[Exercise objective]: Look through the data that follows and say how many of its lines contain "shirt", giving the number only.

[Information given]:
----------
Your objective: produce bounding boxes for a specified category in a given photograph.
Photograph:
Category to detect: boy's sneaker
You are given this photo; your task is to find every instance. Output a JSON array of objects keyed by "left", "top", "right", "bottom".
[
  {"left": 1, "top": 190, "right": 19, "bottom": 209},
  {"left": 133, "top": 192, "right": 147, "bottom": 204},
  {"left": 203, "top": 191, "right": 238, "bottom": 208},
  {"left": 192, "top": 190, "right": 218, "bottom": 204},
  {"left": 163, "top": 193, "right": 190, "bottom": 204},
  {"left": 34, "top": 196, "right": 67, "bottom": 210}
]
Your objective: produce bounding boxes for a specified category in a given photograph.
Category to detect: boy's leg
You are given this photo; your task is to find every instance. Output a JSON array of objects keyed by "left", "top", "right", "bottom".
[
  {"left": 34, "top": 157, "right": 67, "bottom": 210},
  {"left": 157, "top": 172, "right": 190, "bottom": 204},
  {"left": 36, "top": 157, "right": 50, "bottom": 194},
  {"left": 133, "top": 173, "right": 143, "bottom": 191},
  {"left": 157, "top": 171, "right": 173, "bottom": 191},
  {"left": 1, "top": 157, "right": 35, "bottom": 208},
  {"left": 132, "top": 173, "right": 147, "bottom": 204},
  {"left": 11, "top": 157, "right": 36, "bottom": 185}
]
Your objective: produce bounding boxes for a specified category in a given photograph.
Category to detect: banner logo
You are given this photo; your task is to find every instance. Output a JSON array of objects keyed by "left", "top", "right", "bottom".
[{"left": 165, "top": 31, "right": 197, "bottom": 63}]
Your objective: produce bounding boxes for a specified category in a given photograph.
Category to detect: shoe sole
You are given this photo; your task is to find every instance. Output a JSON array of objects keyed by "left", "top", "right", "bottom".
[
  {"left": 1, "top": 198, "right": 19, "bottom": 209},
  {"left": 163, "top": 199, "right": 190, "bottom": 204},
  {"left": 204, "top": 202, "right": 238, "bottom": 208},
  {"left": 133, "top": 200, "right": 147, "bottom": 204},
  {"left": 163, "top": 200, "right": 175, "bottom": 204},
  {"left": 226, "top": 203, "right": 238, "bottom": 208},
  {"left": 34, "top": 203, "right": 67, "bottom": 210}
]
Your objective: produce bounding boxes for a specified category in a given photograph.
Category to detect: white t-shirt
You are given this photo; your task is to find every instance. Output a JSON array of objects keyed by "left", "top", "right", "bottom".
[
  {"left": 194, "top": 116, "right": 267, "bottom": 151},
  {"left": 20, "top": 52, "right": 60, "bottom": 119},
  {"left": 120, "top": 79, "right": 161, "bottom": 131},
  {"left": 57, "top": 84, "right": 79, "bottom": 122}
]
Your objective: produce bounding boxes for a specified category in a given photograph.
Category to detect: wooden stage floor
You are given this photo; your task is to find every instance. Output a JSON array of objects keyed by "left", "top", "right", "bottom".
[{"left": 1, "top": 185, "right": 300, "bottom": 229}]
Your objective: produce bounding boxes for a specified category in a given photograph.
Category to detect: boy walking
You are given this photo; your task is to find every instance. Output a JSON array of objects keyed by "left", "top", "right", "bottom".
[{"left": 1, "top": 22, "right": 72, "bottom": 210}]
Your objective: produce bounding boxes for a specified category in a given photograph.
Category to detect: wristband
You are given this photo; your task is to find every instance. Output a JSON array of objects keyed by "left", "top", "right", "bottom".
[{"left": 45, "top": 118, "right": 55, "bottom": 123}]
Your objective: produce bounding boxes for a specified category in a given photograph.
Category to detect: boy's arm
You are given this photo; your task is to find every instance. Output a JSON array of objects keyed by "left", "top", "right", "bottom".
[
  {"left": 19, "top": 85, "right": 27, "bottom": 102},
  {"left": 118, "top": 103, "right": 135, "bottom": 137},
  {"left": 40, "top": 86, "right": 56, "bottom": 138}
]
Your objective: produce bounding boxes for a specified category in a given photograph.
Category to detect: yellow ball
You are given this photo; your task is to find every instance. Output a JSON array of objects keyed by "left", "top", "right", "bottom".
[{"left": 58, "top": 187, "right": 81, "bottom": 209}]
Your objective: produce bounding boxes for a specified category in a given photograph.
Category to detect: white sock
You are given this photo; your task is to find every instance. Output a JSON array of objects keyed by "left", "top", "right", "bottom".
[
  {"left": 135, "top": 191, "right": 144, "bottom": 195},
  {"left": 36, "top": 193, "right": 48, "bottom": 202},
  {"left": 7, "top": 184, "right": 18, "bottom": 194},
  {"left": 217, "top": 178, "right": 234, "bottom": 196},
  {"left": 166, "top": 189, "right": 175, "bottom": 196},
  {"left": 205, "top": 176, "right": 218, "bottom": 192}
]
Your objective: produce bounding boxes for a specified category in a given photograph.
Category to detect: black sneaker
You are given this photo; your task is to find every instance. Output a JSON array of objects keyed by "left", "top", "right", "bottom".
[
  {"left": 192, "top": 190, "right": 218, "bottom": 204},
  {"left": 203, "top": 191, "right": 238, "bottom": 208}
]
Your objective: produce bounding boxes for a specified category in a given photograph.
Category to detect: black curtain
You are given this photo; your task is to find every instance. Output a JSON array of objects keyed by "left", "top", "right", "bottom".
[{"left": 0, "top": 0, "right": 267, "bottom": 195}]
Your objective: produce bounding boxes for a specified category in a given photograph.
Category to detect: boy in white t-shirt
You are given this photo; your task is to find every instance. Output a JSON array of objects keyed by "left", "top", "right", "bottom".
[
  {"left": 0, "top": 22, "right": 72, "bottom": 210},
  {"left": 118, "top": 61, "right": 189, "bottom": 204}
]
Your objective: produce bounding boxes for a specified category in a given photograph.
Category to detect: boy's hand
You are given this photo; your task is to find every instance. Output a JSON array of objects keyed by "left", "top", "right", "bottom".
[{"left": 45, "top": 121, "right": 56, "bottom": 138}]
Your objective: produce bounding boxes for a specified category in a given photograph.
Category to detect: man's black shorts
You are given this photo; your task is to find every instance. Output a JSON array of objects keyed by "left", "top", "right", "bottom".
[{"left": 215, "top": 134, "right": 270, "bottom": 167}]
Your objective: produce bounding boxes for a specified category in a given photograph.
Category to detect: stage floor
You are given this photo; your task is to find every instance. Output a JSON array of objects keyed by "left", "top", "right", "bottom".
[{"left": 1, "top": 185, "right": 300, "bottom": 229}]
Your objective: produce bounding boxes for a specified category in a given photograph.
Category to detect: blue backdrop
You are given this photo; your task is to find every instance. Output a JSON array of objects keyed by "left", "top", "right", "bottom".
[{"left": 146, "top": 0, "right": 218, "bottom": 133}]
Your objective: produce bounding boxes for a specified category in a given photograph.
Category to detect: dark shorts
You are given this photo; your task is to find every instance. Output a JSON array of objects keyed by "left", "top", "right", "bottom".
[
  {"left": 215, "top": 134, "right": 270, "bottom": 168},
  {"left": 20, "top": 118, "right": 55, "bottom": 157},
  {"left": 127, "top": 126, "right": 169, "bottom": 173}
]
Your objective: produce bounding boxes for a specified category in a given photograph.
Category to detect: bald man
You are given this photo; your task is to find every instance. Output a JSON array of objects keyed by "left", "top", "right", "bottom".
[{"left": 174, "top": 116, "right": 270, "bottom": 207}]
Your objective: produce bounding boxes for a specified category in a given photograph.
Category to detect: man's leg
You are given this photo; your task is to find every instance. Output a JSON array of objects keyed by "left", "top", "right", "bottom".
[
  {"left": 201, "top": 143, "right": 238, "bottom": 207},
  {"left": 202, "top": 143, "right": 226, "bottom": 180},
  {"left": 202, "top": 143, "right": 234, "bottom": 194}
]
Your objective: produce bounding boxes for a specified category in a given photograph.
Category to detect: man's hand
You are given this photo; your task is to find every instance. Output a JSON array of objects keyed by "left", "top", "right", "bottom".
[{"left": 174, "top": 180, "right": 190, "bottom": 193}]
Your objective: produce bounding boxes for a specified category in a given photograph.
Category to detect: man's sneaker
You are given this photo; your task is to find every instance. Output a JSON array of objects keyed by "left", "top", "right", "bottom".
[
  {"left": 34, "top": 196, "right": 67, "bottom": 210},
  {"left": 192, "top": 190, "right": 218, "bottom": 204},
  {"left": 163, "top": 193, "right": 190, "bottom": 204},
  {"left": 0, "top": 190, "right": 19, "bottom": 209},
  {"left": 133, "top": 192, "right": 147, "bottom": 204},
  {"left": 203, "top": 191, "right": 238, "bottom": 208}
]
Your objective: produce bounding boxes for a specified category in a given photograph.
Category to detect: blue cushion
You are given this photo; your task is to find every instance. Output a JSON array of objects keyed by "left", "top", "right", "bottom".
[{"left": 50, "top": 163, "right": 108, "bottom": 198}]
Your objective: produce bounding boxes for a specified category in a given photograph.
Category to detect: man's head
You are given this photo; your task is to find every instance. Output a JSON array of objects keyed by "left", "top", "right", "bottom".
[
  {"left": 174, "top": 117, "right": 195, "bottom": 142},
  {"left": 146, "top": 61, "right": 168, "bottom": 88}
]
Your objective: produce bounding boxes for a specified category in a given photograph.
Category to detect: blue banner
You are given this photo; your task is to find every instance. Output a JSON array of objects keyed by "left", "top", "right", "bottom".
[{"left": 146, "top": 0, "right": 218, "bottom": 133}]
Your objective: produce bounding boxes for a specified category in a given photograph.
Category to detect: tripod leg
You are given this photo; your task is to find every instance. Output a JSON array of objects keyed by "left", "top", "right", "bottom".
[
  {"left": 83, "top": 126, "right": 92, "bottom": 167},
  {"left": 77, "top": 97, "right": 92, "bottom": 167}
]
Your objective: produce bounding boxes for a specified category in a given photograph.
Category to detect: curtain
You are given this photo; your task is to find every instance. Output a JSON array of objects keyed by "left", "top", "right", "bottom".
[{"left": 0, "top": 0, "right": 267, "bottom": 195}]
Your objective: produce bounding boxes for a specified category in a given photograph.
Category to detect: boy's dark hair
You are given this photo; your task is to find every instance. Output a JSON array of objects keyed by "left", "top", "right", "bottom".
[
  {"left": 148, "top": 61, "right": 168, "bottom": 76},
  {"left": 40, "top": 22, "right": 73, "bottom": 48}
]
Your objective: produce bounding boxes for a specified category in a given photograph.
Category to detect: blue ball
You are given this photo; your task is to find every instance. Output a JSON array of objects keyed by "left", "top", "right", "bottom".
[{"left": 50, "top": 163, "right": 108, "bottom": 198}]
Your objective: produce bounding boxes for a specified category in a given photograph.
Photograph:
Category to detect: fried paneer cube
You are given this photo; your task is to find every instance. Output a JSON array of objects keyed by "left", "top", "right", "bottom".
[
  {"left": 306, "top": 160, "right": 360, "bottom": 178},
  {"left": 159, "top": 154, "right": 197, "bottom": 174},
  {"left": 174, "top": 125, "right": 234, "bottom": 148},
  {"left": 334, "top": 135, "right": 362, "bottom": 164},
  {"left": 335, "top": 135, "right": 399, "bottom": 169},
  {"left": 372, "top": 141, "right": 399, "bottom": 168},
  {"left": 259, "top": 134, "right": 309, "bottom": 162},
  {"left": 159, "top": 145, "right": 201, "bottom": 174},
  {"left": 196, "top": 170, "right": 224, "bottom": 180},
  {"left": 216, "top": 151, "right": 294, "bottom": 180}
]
----------
[Solution to this task]: 2